### INSTRUCTION 1:
Reproduce only the part of the records that opens with the line containing "of the rocky" and runs through the end of the records, requests included. Rescale every pixel coordinate in the answers by multiplying it by 0.45 and rounding to a whole number, with halves rounded up.

— begin PAGE EXCERPT —

Crossword Puzzles Drive Me Nucking Futs

Yep......just about my level of intellegence.

Yep……just about my level of intelligence.

Like everybody else who has a lot of useless time on their hands, like sitting in a doctor’s office staring at other sick people or that segment in time I call, “The Twilight Zone,” which is that period of time from 7 PM to 8 PM when there’s nothing but useless inane programming on television, I like to zone out and sit back and do a crossword puzzle.

For snakes who are into crossword puzzles.

For snakes who are into crossword puzzles.

Now first of all, I’m not a freakin’ wordsmith. I actually have to use “spell check” when writing these blogs so that I don’t look like a complete idiot. Not that writing these blogs doesn’t put me in that category anyhow, as I can attest to by some of the comments I get in “Sodahead,” but misspelling a word makes me look even more like an idiot.

As an example of some of the inane comments one gets on “Sodahead” here’s a bright light bulb that responded to my post a few days ago about Angus T. Jones and his comments regarding “Two and a Half Men.” In that post you may recall that I asked if Jones was nuts for criticizing the show considering he’s “working” on that show and has made $6 million dollars doing so. Here’s that comment:

SON OF THOR

None of the above
SON OF THOR
so what? he is entitled to an opinion, even if he is getting 6 million. who the fk do you think you are?

— end PAGE EXCERPT —
— begin INFORMATION GIVEN —

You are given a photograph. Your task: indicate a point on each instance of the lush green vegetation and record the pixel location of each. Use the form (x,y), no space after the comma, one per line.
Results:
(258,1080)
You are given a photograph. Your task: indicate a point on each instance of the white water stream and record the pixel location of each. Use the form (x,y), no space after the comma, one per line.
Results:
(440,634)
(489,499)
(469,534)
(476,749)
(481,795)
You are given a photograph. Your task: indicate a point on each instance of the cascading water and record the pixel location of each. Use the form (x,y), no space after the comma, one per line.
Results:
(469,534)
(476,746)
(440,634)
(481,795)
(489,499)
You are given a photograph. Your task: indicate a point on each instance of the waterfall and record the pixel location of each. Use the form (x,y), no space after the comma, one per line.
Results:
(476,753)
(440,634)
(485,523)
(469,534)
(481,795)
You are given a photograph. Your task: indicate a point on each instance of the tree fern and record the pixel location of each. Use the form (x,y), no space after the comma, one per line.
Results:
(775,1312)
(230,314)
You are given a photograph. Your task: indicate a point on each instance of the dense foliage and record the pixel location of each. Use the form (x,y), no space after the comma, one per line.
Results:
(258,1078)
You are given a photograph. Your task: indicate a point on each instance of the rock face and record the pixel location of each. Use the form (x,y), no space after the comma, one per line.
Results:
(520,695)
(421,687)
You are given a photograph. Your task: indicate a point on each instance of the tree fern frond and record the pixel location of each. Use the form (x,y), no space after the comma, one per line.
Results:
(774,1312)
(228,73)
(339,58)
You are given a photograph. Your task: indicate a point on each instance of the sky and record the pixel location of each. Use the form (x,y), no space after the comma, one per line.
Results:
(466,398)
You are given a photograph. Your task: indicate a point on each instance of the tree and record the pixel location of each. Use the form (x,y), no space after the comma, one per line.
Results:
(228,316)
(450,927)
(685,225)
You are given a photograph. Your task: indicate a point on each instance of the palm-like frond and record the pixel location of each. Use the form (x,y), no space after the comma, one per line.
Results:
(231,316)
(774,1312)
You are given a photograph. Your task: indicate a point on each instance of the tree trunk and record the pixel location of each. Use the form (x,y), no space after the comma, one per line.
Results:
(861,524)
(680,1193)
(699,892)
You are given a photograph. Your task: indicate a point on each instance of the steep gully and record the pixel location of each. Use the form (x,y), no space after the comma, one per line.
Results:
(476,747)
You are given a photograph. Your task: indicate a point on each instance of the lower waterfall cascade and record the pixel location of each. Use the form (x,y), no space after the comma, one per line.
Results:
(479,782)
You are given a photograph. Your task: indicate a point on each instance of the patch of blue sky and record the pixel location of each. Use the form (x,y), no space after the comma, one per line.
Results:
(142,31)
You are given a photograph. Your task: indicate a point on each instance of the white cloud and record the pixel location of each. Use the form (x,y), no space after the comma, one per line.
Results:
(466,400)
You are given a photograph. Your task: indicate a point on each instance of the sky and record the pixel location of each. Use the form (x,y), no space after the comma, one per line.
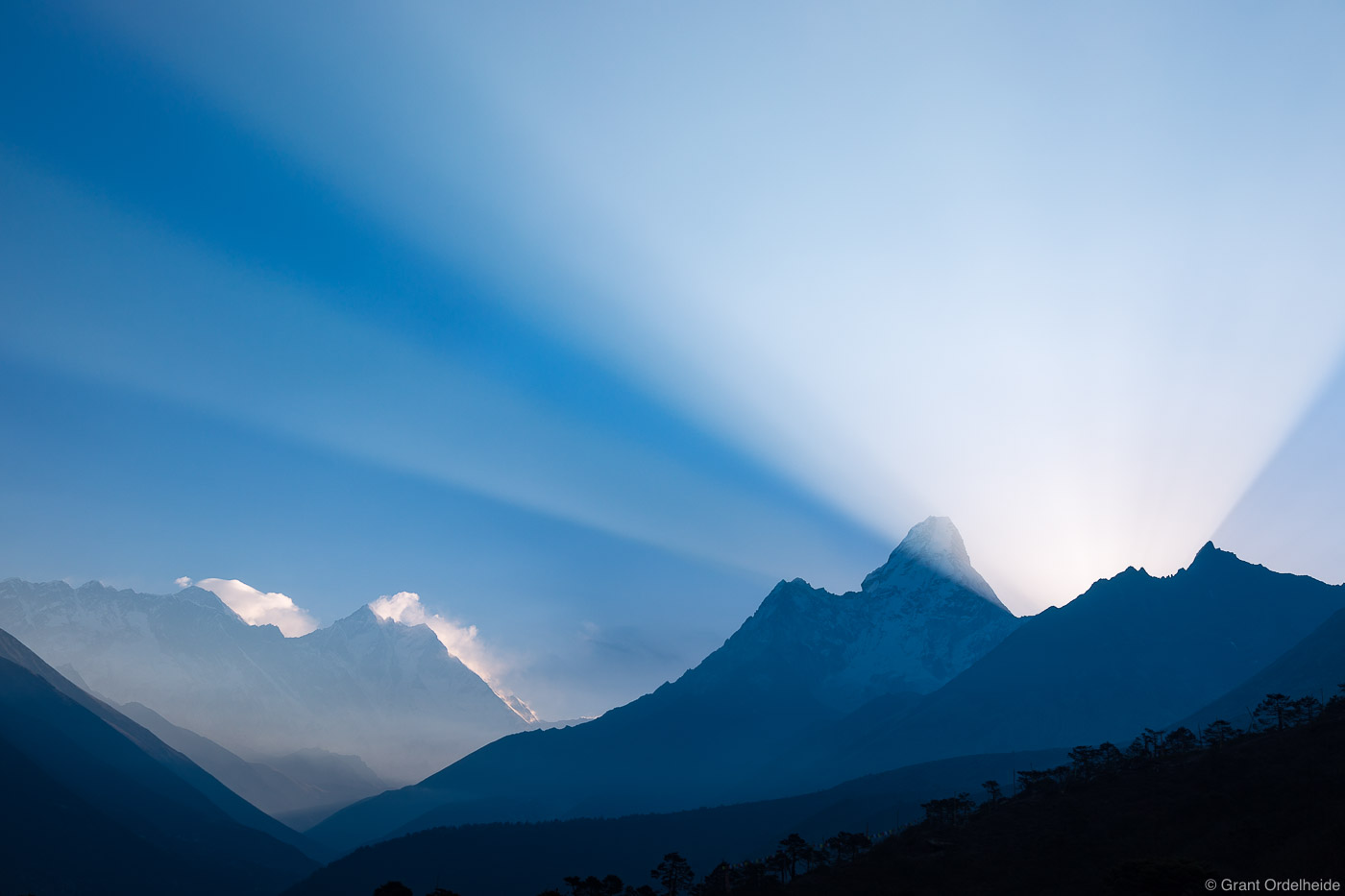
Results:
(572,328)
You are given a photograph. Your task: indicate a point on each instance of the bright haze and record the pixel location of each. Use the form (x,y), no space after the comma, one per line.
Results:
(587,325)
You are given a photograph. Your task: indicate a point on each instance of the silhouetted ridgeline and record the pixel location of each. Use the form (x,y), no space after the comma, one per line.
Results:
(94,804)
(524,859)
(1163,815)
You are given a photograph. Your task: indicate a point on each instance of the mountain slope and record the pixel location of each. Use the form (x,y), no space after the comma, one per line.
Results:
(103,806)
(1133,651)
(483,860)
(386,691)
(288,787)
(804,658)
(1311,667)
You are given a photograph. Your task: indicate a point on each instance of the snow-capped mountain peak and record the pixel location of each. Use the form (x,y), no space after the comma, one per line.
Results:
(932,547)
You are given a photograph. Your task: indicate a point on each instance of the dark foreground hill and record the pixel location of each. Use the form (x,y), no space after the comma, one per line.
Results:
(1314,666)
(1134,651)
(1267,806)
(94,804)
(802,661)
(526,859)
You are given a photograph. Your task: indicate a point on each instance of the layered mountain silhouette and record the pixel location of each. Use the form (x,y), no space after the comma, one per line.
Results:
(299,788)
(379,689)
(803,660)
(486,859)
(1133,651)
(752,720)
(1311,667)
(94,804)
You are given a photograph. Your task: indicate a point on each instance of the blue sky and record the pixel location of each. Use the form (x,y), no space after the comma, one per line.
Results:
(589,323)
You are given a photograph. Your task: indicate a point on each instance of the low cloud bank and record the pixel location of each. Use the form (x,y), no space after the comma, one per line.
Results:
(257,607)
(461,641)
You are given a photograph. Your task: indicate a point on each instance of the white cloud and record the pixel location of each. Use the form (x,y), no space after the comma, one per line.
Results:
(461,641)
(259,608)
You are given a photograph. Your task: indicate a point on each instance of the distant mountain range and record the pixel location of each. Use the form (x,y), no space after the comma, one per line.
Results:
(379,689)
(94,804)
(803,661)
(773,711)
(1133,651)
(920,680)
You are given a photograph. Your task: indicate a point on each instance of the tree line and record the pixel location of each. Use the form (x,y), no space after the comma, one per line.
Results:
(795,858)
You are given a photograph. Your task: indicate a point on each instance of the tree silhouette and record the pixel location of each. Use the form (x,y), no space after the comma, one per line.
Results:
(716,883)
(847,846)
(1219,732)
(1180,740)
(1305,709)
(674,873)
(795,849)
(591,885)
(1273,711)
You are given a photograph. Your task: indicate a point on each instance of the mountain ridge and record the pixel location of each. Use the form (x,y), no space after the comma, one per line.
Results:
(387,691)
(804,658)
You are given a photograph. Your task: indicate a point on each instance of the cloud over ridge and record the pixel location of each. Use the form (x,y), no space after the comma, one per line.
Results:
(259,608)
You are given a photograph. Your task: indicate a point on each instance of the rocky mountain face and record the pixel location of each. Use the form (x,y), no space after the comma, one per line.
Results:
(96,804)
(1133,651)
(379,689)
(915,623)
(800,662)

— end INFORMATION GIVEN —

### INSTRUCTION 2:
Answer these about the crossword puzzle blog post:
(a) What period of time does the writer call "The Twilight Zone"?
(b) What does the writer have to use when writing these blogs?
(c) How much money has Jones made from working on the show, according to the post?

### CORRECT RESPONSE 1:
You are given a photograph. Your task: indicate a point on each instance of the rocky mountain face and record the pixel location of each. Use the form (x,y), no space after the comma, one per line.
Results:
(43,362)
(510,293)
(171,310)
(412,280)
(360,298)

### CORRECT RESPONSE 2:
(a) 7 PM to 8 PM
(b) Spell check
(c) $6 million